==== DOCUMENT SECTION

I have build a incremental learning model but not sure whether it is right or wrong i have 2 training data first consist 20000 rows and second consist 10000 rows both of them having two columns description and id...in case of offline learning my model is working fine it is classifying correct id for given description.. datafile_train is first training data datafile_train1 is second training data I am using SGDClassifier and partial_fit method for incremental
1) Countvectorizer,tfidf and partial_fit
vectorizer = CountVectorizer()
tfidf_transformer = TfidfTransformer()
X_train = vectorizer.fit_transform(datafile_train.loc[:,'description'])
X_train_tfidf = tfidf_transformer.fit_transform(X_train)
clf = linear_model.SGDClassifier(penalty='l2',loss='hinge')
prd=clf.partial_fit(X_train_tfidf, datafile_train.loc[:,'taxonomy_id'],classes=np.unique(datafile_train.loc[:,'taxonomy_id']))
after this i pickled classifier and again unpickled to use in next partial_fit for incremental learning
2) pickling and unpickling of classifier
def store(prd):
import pickle
filename = "incremental"
f = open(filename, 'wb')
pickle.dump(prd, f)
f.close()
store(prd)
def train_data():
import pickle
f = open('incremental', 'rb')
classifier = pickle.load(f)
f.close()
return classifier
clfp=train_data()
3) again Countvectorizer,tfidf and partial_fit for new data
vectorizer = CountVectorizer()
tfidf_transformer = TfidfTransformer()
X_train1 = vectorizer.fit_transform(datafile_train1.loc[:,'description'])
X_train_tfidf1 = tfidf_transformer.fit_transform(X_train1)
prd1=clfp.partial_fit(X_train_tfidf1, datafile_train1.loc[:,'taxonomy_id'])

========
==== DATASET EXCERPTS

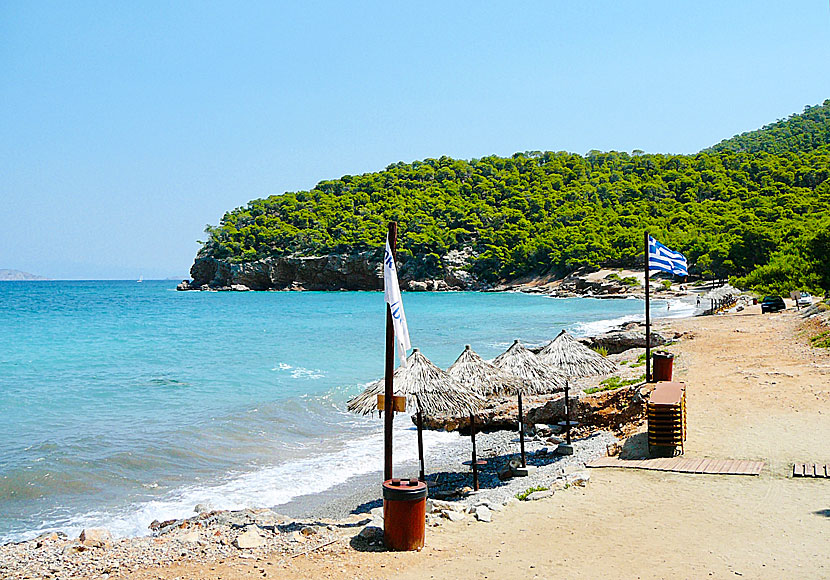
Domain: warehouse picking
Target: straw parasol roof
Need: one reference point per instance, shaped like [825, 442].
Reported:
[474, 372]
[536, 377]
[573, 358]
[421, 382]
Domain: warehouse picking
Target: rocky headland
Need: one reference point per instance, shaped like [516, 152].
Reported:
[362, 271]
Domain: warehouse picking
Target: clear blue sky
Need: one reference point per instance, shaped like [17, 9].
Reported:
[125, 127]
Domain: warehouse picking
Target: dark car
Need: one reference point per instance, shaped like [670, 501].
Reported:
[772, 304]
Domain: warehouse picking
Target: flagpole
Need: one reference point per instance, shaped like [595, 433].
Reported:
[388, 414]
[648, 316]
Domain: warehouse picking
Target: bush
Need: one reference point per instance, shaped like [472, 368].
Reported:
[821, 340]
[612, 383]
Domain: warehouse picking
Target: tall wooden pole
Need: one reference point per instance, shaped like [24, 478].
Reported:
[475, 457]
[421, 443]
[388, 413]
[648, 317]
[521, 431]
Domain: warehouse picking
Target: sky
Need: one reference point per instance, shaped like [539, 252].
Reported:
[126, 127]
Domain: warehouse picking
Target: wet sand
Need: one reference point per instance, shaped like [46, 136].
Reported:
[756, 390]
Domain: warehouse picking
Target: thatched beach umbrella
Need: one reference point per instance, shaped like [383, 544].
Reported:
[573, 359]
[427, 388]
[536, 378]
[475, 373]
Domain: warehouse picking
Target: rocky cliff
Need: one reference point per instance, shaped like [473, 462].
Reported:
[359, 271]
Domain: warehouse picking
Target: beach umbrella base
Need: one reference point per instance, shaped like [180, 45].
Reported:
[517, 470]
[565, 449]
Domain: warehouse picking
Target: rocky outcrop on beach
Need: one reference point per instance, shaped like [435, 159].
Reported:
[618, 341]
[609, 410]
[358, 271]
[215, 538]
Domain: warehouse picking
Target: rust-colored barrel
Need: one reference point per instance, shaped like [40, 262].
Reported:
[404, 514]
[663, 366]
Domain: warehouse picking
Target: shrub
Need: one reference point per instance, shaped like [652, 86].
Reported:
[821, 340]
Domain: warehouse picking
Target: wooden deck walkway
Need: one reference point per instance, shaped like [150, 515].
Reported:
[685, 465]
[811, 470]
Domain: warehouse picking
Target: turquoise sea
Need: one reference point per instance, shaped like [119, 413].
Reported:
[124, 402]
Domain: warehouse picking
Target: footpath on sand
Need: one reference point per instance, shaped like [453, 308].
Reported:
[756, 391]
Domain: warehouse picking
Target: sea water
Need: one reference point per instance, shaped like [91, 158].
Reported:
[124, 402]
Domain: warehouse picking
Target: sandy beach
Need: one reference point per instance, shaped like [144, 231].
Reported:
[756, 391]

========

#### EXERCISE TASKS
a) For the incremental learning post, decide whether each statement agrees with it: (i) the first training data has 20000 rows; (ii) the classifier is built with an 'l1' penalty; (iii) the pickled classifier is saved to a file named "incremental". Answer yes or no for each and quote the deciding words of the post.
b) List every numbered step heading in the incremental learning post.
c) Pick up the incremental learning post after its final line of code and keep writing it.

#### SOLVED TASKS
a)
(i) Yes: "first consist 20000 rows".
(ii) No: "penalty='l2'".
(iii) Yes: "filename = "incremental"".

b)
1) Countvectorizer,tfidf and partial_fit
2) pickling and unpickling of classifier
3) again Countvectorizer,tfidf and partial_fit for new data

c)
# here clfp is previously trained data which is unpickled
i have build model like this but when i checked size of pickle file(first trained data) it is 5 MB and when i used this model to trained new data as you can see in second partial fit i have used clfp(5 MB size) after training new data when i pickle train file for second partial_fit it also shows only 5 MB size it should get updated because i am training new data on previously trained data Is this a correct way to achieve incremental/online learning?? please help i am new to machine learning so it will be good if you explain using code
And this error is thrown
ValueError: Number of features 125897 does not match previous data 124454.
****Edit (using Hashingvectorizer)
hashing = HashingVectorizer()
X_train_hashing=hashing.fit_transform(datafile_train.loc[:,'description'])
clf = linear_model.SGDClassifier(penalty='l2',loss='hinge')
prd=clf.partial_fit(X_train_hashing, datafile_train.loc[:,'taxonomy_id'],classes=np.unique(datafile_train.loc[:,'taxonomy_id']))
def store(prd):
import pickle
filename = "inc"
f = open(filename, 'wb')
pickle.dump(prd, f)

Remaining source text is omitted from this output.